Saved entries
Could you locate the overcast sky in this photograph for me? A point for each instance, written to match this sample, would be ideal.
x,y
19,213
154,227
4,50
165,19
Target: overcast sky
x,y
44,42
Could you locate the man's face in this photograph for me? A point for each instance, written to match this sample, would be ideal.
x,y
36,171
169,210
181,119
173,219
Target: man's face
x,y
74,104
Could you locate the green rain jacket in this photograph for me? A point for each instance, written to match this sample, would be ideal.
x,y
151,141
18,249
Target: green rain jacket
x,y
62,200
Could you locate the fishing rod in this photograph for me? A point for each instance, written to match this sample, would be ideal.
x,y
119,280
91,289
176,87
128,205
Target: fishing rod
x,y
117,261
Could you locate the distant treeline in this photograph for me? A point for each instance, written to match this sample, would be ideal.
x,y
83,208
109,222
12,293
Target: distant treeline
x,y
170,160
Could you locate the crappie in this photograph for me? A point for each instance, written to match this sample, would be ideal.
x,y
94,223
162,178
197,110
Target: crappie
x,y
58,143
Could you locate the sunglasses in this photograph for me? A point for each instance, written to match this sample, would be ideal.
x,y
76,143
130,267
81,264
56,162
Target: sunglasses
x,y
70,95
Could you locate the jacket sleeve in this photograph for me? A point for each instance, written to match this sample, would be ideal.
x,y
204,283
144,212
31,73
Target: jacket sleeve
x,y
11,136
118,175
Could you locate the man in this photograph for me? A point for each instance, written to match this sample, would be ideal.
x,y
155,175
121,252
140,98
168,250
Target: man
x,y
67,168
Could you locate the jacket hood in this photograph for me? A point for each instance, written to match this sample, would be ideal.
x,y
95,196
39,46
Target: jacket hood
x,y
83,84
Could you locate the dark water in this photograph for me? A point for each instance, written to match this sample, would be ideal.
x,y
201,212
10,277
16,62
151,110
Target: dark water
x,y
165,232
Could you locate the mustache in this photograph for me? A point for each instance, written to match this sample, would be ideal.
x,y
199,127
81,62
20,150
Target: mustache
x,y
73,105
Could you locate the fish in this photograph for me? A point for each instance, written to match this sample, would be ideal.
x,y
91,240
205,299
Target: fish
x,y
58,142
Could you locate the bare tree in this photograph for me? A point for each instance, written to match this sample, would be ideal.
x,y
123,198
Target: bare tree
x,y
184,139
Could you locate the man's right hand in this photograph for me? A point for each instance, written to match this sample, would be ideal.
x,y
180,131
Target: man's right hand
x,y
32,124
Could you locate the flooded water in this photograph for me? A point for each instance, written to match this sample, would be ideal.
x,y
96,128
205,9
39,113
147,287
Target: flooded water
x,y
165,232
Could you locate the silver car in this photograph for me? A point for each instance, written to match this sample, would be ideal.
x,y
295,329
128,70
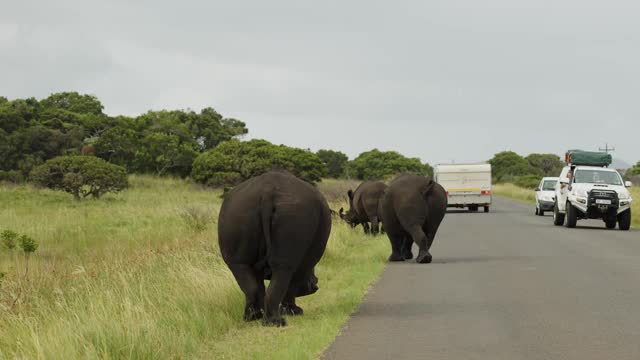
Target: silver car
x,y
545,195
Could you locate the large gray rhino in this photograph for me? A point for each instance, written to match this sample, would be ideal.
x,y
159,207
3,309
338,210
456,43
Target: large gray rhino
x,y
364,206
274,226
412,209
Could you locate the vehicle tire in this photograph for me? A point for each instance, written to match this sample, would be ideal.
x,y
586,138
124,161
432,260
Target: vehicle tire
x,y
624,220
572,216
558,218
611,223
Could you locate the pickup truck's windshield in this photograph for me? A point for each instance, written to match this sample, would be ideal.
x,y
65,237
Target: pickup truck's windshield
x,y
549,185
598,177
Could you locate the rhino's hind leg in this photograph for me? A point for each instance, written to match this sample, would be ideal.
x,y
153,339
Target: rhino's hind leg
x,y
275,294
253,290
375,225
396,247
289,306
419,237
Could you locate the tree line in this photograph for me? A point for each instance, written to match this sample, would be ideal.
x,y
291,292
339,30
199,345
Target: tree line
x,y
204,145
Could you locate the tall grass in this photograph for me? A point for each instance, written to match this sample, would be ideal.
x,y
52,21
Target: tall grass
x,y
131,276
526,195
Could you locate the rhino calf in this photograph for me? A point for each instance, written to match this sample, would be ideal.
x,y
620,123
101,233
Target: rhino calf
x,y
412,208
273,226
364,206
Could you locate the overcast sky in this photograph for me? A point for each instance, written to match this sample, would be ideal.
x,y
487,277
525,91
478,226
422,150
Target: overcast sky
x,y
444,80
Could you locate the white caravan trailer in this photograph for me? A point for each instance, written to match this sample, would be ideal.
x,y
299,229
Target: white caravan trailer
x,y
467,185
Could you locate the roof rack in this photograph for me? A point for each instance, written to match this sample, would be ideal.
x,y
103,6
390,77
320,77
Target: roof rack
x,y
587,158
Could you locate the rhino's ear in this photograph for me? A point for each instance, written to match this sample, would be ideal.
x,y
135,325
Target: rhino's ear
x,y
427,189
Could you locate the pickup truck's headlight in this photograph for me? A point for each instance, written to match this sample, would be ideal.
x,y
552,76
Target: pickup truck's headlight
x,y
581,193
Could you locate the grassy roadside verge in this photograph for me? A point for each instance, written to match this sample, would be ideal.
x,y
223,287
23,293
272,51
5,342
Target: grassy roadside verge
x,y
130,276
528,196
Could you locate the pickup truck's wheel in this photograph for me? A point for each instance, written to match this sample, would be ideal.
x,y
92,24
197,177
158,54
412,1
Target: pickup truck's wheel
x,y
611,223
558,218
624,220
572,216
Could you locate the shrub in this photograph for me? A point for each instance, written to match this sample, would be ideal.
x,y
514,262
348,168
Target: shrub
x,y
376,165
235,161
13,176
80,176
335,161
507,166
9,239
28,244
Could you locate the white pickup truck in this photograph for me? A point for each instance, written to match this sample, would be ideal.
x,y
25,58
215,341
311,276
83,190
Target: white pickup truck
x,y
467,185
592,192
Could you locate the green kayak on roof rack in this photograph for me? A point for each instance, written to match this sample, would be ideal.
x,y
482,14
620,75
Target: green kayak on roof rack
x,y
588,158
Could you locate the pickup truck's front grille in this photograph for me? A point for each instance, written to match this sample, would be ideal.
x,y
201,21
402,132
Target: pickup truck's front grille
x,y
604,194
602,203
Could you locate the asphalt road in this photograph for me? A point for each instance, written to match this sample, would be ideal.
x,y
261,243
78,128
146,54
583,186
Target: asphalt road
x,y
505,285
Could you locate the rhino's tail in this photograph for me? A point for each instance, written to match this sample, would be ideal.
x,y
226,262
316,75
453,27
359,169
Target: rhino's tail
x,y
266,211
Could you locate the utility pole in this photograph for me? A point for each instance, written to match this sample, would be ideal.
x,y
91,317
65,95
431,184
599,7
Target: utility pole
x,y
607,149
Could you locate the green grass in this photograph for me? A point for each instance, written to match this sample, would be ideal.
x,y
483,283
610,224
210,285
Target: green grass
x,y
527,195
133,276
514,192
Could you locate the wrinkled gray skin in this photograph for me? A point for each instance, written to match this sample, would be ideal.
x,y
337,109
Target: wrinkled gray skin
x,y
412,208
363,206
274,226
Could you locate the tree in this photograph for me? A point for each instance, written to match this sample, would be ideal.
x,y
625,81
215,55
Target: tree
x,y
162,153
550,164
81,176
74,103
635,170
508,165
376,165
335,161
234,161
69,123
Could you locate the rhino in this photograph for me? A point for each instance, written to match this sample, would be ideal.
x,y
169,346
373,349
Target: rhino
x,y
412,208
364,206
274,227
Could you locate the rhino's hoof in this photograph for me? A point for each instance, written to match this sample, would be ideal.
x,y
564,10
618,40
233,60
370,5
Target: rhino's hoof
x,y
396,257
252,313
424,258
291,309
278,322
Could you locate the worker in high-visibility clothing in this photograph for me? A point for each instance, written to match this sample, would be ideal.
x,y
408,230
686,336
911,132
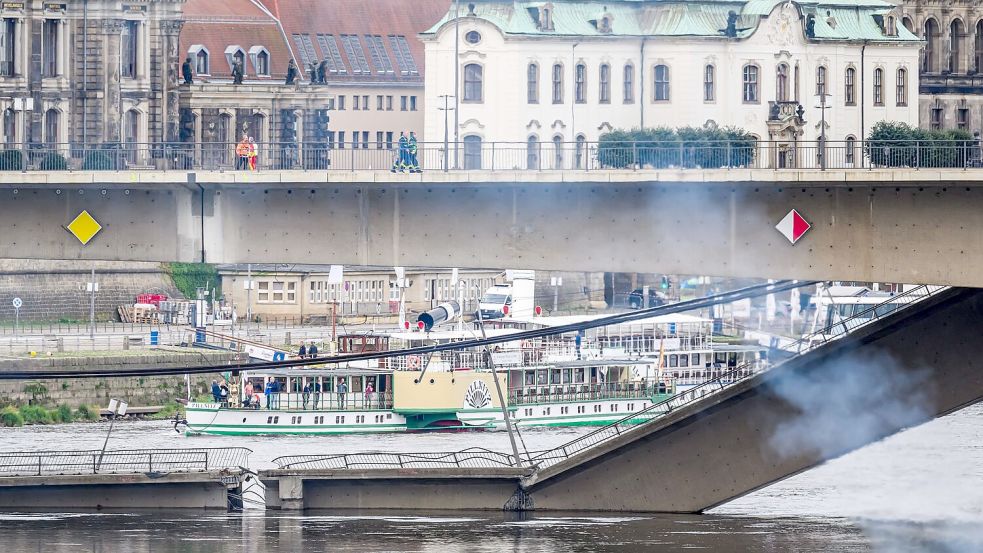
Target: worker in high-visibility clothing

WHAT IS NEEDED » Where an entry contains an image, skip the image and write out the rest exactly.

YOUR RESPONSE »
Could you locate the overcast sky in this photograph for me? A point for each instance, written to match this sample, would be ideal.
x,y
19,213
154,227
4,50
165,19
Target: overcast sky
x,y
44,42
Could you locate the man's face in this photograph for me? A point for each instance, written to match this sample, would be ideal.
x,y
36,171
169,210
181,119
173,219
Target: man's face
x,y
74,104
Could you locate the green rain jacket in this photograph for me? A point for each instance, written to match this sample, would be ideal.
x,y
151,141
18,249
Target: green rain jacket
x,y
62,200
Could you locate the fishing rod in this photograph for me? A point for each instance, written to match this sample, would be ideal.
x,y
119,280
91,289
176,87
128,205
Target: fishing rod
x,y
117,261
Could you locate the distant treeline in this photograph for me? A point for each instance, written to match this sample, would be ideal.
x,y
83,208
109,222
12,293
Target: distant treeline
x,y
170,160
Could you locate the crappie in this photograph for me? A point for each instance, written to match this sample, would be ideal.
x,y
94,223
162,178
197,110
Target: crappie
x,y
58,143
Could you locate the sunglasses in this photograph for me? A point for each instance, written to match this sample, would be ideal.
x,y
76,143
130,267
81,264
56,162
Target: sunglasses
x,y
70,95
Could you locate the jacket sleeve in this photograph for me? A point for each instance, written to match this sample, would be ideal.
x,y
204,283
144,212
31,73
Target: jacket sleeve
x,y
11,136
118,175
Could you locate the man in this photograph for me? A point for each instance, written to match this sample, would be ideal.
x,y
155,175
121,252
140,98
168,250
Target: man
x,y
67,168
Could you locate the jacket hood in this photograph for me? A point for each instance, written to match this sample, would be ideal.
x,y
95,196
39,46
Target: jacket hood
x,y
83,84
Could you locate the dark water in this photograph for me? A point for each instance, written to match this sample, would be ideal.
x,y
201,212
10,277
16,62
151,110
Target: dark water
x,y
165,232
Could you locate the mustache in this photograph for me? A point for each instance, written to match this sample, would be ideal.
x,y
199,127
81,62
20,150
Target: mustache
x,y
73,105
Could you locate the fish in this photograph for me? A point for each instance, written to match this sample, would be ideal.
x,y
91,240
205,299
Target: fish
x,y
58,142
Could you locate the bare tree in this photograph for me? A point for each instance, written to match this sample, would be ideal.
x,y
123,198
Target: bare tree
x,y
184,139
Could you locate the man's right hand in this photograph for me? A point for each instance, written to match this sample, would be ideal.
x,y
180,131
Target: man's right hand
x,y
32,124
Could you locate the flooded water in this photograph for me? A point for each instance, written to match this sample, would be ideal.
x,y
96,128
205,9
39,113
147,287
Target: flooded water
x,y
165,232
Could you locate the silver car in this photograph for me? A point for each instance, written to match this sample, would be ideal.
x,y
295,329
128,70
Target: silver car
x,y
545,195
Could you locate the large gray rhino in this photograph for me? A point for each instance, written to match this sample, would be ideal.
x,y
159,207
3,309
338,210
456,43
Target: large gray rhino
x,y
364,206
274,226
412,209
Could you locate the vehicle tire in this photograph for me? A point for each instance, written to match this sample, would be ideal.
x,y
586,138
124,161
432,260
Target: vehicle tire
x,y
624,220
572,216
558,218
611,223
Could you locate the pickup truck's windshield in this photograph for me? A point for each instance, written to match this sample, would be ideal.
x,y
65,237
Target: pickup truck's windshield
x,y
549,185
598,177
Could you locate the rhino's hind leg in this photograph for me? A point for each instance, written to match this sample, would be ideal.
x,y
153,339
Target: rhino's hind leg
x,y
275,294
253,290
375,225
396,247
289,306
419,237
Could you locate the tree line in this photograph for me? A point for each instance, written to match this sample, would be ideal.
x,y
291,292
339,30
199,345
Target: tree line
x,y
204,145
Could you locate the tall grass in this photograph for me? A point for each instance, written to match this sample, would be ideal.
x,y
52,21
Target: tall grass
x,y
131,276
526,195
Could you locate the rhino calf in this photograph for me? A point for each instance, written to match this sample, would be ideal.
x,y
620,123
101,233
Target: rhino calf
x,y
412,208
273,226
364,206
Could you locate the overcast sky in this photograph for me? A point for each instance, written to match this sample, would be ideal.
x,y
487,277
525,91
478,226
422,150
Target: overcast sky
x,y
444,80
Could you locate the white caravan trailer in this photograph for me? A point for each instance, written to match this sample, would be ideal.
x,y
299,229
Target: white caravan trailer
x,y
467,185
Could you locate the roof rack in this photograph for me? A point for each instance, written to match this sample, would be ideal.
x,y
103,6
390,77
320,77
Target: roof rack
x,y
587,158
Could you locate the rhino's ear in this photograph for me? A point for each instance, written to match this sample, would be ideal.
x,y
135,325
Target: rhino's ear
x,y
427,189
Could you locate the pickup truck's headlight in this photograph for me? A point for each instance, written to match this sample, would be ideal.
x,y
552,76
Target: pickup truck's headlight
x,y
581,193
Could you locate the grassy roadside verge in this photograph for me? A point for each instance, written to match this sample, would be ideal.
x,y
223,287
23,293
272,51
5,342
Target: grassy roadside verge
x,y
130,276
528,196
Could you locate the pickup truck's wheel in this photograph for me? A point for each instance, written to match this sample, would be ideal.
x,y
92,24
197,177
158,54
412,1
Target: pickup truck's wheel
x,y
611,223
558,218
624,220
572,216
Could you locate the shrub in this photograph for me? A point for each instance, written to match this sample, would be ideal.
x,y
514,262
348,168
Target: shrub
x,y
376,165
235,161
13,176
80,176
335,161
507,166
9,239
28,244
Could you locate the white pickup truck in this photograph for me? A point for each instance, written to match this sample, would be ideal.
x,y
25,58
215,341
311,276
83,190
Target: white pickup truck
x,y
467,185
592,192
Could you locate the green kayak on roof rack in this photograph for me? A point for each instance, written to match this sample, would be ideal.
x,y
482,14
620,75
Target: green kayak on roof rack
x,y
588,158
Could you locate the pickup truck's front grille in this photograph for me? A point for each instance, written to match this sample, would be ideal.
x,y
201,21
402,132
Target: pickup truck's front grille
x,y
604,194
602,203
Could you locate the asphalt road in this photograph for me? A point for each instance, written to match this sample, would be ideal.
x,y
261,243
78,128
146,54
583,186
Target: asphalt road
x,y
505,285
Could you locate the rhino's tail in this photograph for me? A point for each instance, written to match this sample, would be ideal.
x,y
226,262
316,75
453,27
359,169
Target: rhino's tail
x,y
266,211
Could you locate the utility pole in this photograph for me? A point for each instance, written to match this sample, would be ideal.
x,y
91,317
65,95
431,184
599,7
Target: utility pole
x,y
607,149
Could you locate the green grass in this photograph for me? A point for each instance, written to match this sample, would be ideal.
x,y
483,283
610,224
210,285
Target: green grass
x,y
527,195
133,276
514,192
Could you locate the wrinkled gray skin in this photograph for me? A point for each instance, written to match this sample, would be ideal.
x,y
337,109
Target: wrinkled gray skin
x,y
412,208
363,206
274,226
Could you locate the tree in this photograph for me? A point for each instance, written to match this sample, would be ideal.
x,y
625,81
215,55
Target: tree
x,y
162,153
550,164
81,176
74,103
635,170
508,165
376,165
335,161
234,161
69,123
Could you locate the rhino in this photograph for me? A point for each instance, written to match this sample, would be ideal.
x,y
169,346
373,349
Target: rhino
x,y
412,208
364,206
274,227
Could you locate the rhino's hoof in this photograph for me? A point for each instance, written to match this sample, would be ideal.
x,y
564,10
618,40
233,60
370,5
Target: rhino's hoof
x,y
396,257
252,313
424,258
291,309
278,322
Could you locate the worker in high-visibility clothing in this photograph for me? A point for each instance, written to match this sample, would be ideal.
x,y
408,230
686,336
911,132
Target: worker in high-visibility clothing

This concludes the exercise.